→ **Tasks to carry out**
**1)** In the mailing list post below, what tool is named as already setting block borders with a synchronizing checksum?
**2)** List every block that, according to the example in the mailing list post below, the file originally had.
**3)** Write a continuation of the mailing list post below, starting after its final sentence.

==== Passage ====

Hello Stefan,
On Mittwoch, 3. März 2010, Stefan Sperling wrote:
> A block is "just another pristine".
> So a block can happen to also serve as a pristine for a different 10MB
> file which happens to have the same content as the block.
> We set the block size to something fixed, like 10MB.
> The last block is allowed to be smaller and runs till EOF.
You could go a little step further and determine the block borders by a
synchronizing checksum, ie. a manber-hash.
FSVS does this; the advantages are
a) you can quit comparing the files (or hashs) as soon as a different block
is found
b) sending nearly-optimal deltas is trivial, because you know that the file
originally had the blocks A,B,C,D and E, and now the blocks hash to
A,X,C,Y and E - so you can just tell the server "the first length(A) bytes
are identical, then you need X, then length(C) are unchanged, ..."
Of course, that's not byte-optimized, but AFAIK the server will re-compute
the delta anyway (for BDB and FSFS).

==== Material supplied ====

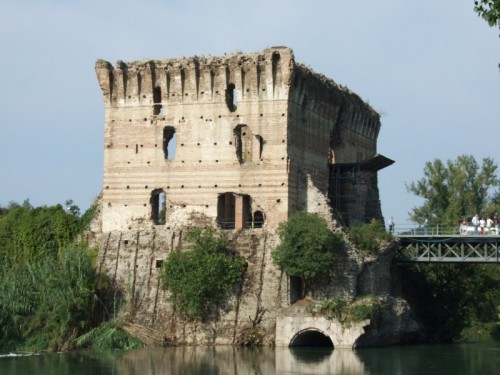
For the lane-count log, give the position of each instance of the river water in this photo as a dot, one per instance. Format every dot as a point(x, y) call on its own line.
point(474, 358)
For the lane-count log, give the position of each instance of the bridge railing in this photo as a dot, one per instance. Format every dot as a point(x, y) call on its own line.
point(413, 229)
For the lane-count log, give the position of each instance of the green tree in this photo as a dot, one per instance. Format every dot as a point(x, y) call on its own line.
point(50, 290)
point(451, 297)
point(454, 189)
point(199, 278)
point(489, 10)
point(308, 247)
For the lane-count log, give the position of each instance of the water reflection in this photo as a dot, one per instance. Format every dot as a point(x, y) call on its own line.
point(480, 358)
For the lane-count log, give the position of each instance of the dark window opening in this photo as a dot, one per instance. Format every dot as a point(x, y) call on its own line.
point(158, 206)
point(183, 81)
point(169, 142)
point(225, 211)
point(243, 143)
point(157, 107)
point(258, 219)
point(231, 97)
point(275, 69)
point(234, 211)
point(261, 144)
point(296, 290)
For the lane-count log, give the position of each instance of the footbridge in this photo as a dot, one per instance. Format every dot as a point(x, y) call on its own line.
point(449, 248)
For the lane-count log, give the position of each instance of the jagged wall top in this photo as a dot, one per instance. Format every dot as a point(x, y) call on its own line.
point(265, 75)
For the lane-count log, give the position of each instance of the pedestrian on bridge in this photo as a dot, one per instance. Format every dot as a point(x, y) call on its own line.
point(475, 222)
point(482, 223)
point(489, 225)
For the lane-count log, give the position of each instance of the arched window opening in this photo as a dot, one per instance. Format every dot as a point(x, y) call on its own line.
point(296, 289)
point(260, 142)
point(234, 211)
point(158, 206)
point(157, 107)
point(311, 337)
point(243, 143)
point(169, 142)
point(231, 97)
point(183, 82)
point(258, 219)
point(225, 210)
point(276, 69)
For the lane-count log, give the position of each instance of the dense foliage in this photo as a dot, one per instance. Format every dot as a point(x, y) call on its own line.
point(308, 247)
point(346, 311)
point(489, 10)
point(198, 279)
point(369, 237)
point(50, 290)
point(455, 189)
point(451, 297)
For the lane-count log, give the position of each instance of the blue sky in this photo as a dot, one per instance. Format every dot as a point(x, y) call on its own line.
point(429, 67)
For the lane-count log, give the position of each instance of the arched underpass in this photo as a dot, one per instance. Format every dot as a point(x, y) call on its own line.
point(311, 337)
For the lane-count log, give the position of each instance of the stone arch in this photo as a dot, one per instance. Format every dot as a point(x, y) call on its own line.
point(311, 337)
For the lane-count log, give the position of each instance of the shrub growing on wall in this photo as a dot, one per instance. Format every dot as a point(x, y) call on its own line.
point(368, 237)
point(200, 277)
point(308, 247)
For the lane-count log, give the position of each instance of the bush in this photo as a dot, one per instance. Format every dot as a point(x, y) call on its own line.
point(308, 247)
point(199, 278)
point(368, 237)
point(346, 312)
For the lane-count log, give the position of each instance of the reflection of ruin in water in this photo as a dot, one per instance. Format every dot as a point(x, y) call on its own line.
point(231, 360)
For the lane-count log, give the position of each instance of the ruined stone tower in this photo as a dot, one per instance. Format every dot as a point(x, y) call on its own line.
point(238, 142)
point(244, 139)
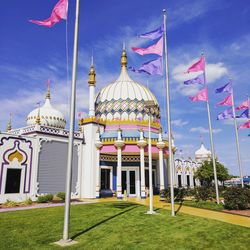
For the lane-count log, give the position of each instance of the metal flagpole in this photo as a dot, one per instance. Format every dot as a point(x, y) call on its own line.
point(212, 145)
point(237, 141)
point(71, 130)
point(149, 105)
point(151, 210)
point(170, 156)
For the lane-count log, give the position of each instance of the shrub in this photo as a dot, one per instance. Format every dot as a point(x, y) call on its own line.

====

→ **Answers given**
**1)** FSVS

**2)** A, B, C, D, E

**3)**
c) identical blocks from different files get shared; so keeping 3 revisions of
a 100MB file might need only 100 + epsilon space, and that's without having
the blocks compressed.
d) small point: the manber-CRC provide a few bits more security that there's
no hash-collision.
So on commit the content verification goes once through the file, and records
offsets and length of the blocks (and whether they did exist in the older
version); for transferring the delta only some seeks and writes are needed.
The manber-hash block size can be chosen arbitrarily; in FSVS I'm using
~128kB, which means that small files just have a single hash to store, but for
larger ones the IO savings get realized.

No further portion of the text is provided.